### WRITTEN TASK
Copy everything in the records below, from the line containing "Teacher note: indicate the white lettering" through the end of the records.

### ENTRIES PROVIDED
=====

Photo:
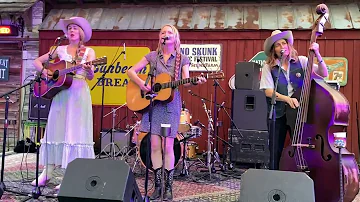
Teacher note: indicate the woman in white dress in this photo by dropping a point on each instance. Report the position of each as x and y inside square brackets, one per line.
[69, 130]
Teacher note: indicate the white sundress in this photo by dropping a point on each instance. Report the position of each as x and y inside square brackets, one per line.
[69, 129]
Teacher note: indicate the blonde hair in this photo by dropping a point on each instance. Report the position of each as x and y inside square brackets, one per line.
[81, 42]
[176, 36]
[271, 60]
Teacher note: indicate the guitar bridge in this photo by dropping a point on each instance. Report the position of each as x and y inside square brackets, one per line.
[310, 146]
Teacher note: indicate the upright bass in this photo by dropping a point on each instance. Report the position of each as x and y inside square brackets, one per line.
[323, 111]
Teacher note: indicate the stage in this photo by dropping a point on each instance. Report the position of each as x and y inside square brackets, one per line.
[20, 171]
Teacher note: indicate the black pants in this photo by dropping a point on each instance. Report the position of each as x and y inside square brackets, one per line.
[280, 134]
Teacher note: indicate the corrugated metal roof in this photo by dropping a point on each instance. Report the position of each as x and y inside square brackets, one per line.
[344, 16]
[15, 6]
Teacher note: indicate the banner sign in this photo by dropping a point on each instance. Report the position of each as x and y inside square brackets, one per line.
[337, 68]
[200, 55]
[116, 79]
[4, 68]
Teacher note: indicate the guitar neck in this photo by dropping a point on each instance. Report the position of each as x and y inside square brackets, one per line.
[174, 84]
[69, 70]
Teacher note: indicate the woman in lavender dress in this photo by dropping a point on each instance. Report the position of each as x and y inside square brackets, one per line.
[163, 113]
[69, 130]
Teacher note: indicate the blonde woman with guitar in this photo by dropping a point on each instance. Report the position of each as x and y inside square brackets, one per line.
[69, 130]
[168, 60]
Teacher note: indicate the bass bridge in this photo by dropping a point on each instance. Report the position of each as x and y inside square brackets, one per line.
[309, 145]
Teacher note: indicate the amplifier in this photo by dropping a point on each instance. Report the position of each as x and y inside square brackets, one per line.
[253, 147]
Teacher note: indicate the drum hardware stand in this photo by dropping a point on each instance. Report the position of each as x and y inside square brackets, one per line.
[125, 151]
[185, 168]
[102, 79]
[112, 152]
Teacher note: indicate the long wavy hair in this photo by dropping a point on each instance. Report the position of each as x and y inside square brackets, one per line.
[176, 36]
[271, 60]
[80, 44]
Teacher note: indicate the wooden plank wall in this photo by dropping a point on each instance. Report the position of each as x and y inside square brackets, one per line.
[14, 51]
[237, 46]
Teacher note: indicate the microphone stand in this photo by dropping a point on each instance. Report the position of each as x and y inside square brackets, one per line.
[150, 95]
[36, 192]
[272, 117]
[102, 78]
[216, 113]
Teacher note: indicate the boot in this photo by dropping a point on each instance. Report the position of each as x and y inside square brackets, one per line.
[169, 176]
[157, 192]
[44, 177]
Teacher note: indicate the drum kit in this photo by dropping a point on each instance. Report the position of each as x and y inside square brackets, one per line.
[186, 131]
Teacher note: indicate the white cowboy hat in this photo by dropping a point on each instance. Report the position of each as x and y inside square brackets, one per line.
[275, 36]
[81, 22]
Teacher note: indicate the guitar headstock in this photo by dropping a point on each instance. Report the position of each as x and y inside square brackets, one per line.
[319, 25]
[216, 75]
[100, 61]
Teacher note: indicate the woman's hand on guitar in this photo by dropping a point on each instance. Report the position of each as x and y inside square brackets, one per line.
[145, 88]
[292, 102]
[48, 73]
[201, 79]
[314, 47]
[87, 66]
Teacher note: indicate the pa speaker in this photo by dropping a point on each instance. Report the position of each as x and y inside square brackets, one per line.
[249, 109]
[276, 186]
[247, 75]
[88, 180]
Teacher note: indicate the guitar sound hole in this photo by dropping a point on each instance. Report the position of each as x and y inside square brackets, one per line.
[157, 87]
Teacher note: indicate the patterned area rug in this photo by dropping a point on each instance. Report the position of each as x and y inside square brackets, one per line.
[197, 187]
[20, 171]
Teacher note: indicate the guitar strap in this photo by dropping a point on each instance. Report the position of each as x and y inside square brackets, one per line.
[80, 56]
[177, 66]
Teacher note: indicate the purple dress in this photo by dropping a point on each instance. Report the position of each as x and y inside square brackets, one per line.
[164, 113]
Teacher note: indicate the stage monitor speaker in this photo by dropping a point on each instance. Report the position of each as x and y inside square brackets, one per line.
[103, 180]
[276, 186]
[33, 105]
[249, 109]
[247, 75]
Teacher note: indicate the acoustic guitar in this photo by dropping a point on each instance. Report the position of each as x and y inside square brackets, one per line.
[62, 77]
[138, 101]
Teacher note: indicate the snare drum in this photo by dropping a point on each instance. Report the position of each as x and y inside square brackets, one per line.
[185, 124]
[195, 131]
[191, 149]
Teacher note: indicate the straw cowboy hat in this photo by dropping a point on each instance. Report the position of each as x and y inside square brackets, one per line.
[275, 36]
[81, 22]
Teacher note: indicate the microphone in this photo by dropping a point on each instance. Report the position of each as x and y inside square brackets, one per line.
[62, 37]
[135, 116]
[164, 39]
[221, 106]
[124, 52]
[321, 9]
[199, 123]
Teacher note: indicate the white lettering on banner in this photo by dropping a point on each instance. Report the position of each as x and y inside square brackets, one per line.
[200, 55]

=====

### TASK RESULT
Teacher note: indicate the white lettering on banner in this photo by dropping a point on each instance. Report the position of each as x and y inside square brackets, one per line.
[200, 55]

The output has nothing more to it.